● **Required actions**:
(a) In the post below about an unwanted phonebook, what was wrong with the food when the writer used the book as a cutting board?
(b) Carry on the post below about the unwanted phonebook, starting right after its final sentence.

● **Passage**:
####################

What a waste…

I’m not an environmentalist by any means, but I don’t like it when materials are produced that needlessly go to waste.  Which is why I hated walking out my front door this morning to find this:

A phonebook.  In 2012.  I love how they put the QR code in the corner like, “Hey!  We’re part of the digital age!”  Those yellow sacks were all over the neighborhood.  So much paper.  So many man hours to distribute. What a complete and total waste.  At first, I thought it might make an interesting entry to compare the time it took finding a number in the phonebook versus googling it.  But then I looked down at my hands and realized that I’d just looked up Pino’s Pizza and Tanning on my phone and the phonebook was still on the table.  So I decided that, its original purpose obsolete despite Yellow Pages holding on as hard as they can, I’d try to find another use for that big, stupid, antiquated book.  At first, I tried the obvious:

A HAT.  But it wouldn’t really stay on my head, and yellow does nothing for my complexion.  So I kept trying:

A CUTTING BOARD.  This worked okay, but the food tasted like the way newspaper smells. Soily.  No go.

A BEER KOOZIE.  This had promise.  But then the pages started getting soggy.  And it really didn’t keep the beer cold at all.  I lost a perfectly good beer to ambient temperature.  What else will you take from me, Yellow Pages?!  I knew I had to get MORE CREATIVE.

####################

● **Material supplied**:
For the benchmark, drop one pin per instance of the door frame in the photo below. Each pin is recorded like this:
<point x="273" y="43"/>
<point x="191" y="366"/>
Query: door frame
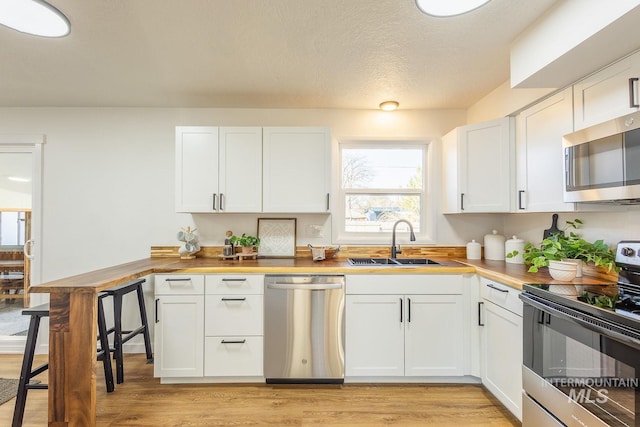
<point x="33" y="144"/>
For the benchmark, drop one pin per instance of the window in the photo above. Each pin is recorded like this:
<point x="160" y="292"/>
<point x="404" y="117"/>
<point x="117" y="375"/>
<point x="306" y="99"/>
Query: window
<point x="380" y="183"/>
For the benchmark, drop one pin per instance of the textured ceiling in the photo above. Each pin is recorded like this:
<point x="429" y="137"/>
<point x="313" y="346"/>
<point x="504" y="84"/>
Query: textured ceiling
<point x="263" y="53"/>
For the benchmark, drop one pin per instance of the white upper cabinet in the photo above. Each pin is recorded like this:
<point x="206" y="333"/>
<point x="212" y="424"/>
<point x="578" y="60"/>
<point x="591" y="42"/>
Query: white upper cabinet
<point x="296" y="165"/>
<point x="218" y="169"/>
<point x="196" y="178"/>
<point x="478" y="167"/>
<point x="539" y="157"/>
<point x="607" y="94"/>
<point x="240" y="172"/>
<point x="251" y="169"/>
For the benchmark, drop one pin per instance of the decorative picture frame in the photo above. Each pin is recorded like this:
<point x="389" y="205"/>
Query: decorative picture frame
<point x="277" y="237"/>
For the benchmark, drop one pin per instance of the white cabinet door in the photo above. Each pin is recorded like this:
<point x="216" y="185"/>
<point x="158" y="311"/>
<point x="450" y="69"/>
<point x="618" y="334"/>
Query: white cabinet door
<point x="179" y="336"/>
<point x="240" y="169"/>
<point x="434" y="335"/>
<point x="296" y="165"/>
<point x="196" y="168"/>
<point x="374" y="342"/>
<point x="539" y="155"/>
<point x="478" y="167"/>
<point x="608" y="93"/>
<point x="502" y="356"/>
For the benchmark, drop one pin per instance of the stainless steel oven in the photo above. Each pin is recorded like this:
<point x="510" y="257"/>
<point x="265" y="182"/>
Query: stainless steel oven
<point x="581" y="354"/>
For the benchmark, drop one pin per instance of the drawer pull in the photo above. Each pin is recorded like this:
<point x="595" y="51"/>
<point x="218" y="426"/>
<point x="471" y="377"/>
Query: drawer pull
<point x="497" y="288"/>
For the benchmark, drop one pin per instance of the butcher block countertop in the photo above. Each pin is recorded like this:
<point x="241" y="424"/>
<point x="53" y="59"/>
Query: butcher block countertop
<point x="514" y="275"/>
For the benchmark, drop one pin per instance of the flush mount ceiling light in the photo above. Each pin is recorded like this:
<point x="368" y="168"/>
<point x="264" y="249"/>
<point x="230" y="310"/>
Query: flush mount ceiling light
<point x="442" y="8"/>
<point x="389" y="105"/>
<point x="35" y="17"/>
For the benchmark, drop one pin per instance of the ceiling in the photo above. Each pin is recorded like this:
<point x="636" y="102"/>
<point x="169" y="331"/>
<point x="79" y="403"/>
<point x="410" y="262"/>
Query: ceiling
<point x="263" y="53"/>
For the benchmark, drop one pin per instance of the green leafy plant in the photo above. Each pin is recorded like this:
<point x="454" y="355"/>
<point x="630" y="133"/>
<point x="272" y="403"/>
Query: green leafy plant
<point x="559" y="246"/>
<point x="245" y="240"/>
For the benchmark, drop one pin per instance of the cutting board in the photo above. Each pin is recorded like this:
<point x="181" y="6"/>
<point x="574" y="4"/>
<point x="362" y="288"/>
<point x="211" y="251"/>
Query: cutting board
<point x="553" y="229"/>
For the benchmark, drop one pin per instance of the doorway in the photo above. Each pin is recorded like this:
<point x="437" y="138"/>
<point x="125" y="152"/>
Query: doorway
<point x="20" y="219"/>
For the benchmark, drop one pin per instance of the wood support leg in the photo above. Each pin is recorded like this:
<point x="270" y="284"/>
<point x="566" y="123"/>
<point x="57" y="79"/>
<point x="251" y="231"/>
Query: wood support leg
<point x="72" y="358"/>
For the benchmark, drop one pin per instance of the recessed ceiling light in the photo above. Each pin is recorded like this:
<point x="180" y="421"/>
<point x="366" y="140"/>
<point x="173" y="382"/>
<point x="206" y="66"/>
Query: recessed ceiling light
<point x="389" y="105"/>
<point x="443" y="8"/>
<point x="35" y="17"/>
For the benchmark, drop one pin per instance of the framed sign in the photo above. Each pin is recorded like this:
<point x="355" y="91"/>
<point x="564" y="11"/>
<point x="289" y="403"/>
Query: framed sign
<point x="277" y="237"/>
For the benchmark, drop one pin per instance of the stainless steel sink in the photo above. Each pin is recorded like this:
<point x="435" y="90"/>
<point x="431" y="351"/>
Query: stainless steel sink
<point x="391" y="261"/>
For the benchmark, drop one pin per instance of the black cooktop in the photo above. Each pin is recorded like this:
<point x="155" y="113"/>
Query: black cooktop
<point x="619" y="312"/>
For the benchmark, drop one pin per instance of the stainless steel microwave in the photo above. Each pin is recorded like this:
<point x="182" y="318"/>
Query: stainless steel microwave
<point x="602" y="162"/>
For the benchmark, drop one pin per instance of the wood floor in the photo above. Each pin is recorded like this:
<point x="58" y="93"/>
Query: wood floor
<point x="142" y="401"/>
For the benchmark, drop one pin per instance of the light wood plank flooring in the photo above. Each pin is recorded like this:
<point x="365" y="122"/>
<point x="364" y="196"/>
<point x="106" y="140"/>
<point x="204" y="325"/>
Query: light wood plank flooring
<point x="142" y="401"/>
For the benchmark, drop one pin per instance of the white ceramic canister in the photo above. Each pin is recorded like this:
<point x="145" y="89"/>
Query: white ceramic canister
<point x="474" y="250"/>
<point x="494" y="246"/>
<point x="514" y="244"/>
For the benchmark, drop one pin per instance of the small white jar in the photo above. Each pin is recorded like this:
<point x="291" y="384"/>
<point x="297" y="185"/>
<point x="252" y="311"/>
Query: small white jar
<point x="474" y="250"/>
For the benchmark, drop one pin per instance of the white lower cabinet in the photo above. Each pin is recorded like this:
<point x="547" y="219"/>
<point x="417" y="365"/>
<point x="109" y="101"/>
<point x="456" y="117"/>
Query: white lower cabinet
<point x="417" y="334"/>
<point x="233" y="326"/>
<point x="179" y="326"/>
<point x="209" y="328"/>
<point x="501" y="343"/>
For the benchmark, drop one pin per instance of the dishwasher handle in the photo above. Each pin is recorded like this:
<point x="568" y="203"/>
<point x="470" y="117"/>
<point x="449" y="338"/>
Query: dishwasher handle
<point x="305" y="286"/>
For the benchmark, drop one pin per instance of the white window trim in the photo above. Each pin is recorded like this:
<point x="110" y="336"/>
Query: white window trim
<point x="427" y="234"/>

####################

● **Results for the exercise**:
(a) The food tasted like the way newspaper smells.

(b)
iPAD CASE.  Didn’t really fit.  Kinda killed the whole sleek Apple thing.

BUTT ENHANCEMENT.  Too square. And frankly, my ass doesn’t need help.

TOILET FOOTREST.  Especially useful if you have one of those tall toilets where you have to squeeze on tippy toe.  But there was no traction, and I slid out from my seat like a water slide.  Then I noticed the pages.  Thin, crumply, like a…

ROLLING PAPER!  But smoking the ink gave me a headache.  And honestly, it was kind of a waste of weed, a joint that large.  Who am I, Snoop Diddy?

A SEX TOY?  This created way more problems than it solved.  Paper cuts, friction, my wife walking in.  This one was a bad idea from the start.  So, as a last ditch effort to turn trash into treasure, I tried my hand at MODERN ART.

Interesting.  But too post-modern for my taste.  And way too political.  I guess there really is only one place for a phonebook in 2012.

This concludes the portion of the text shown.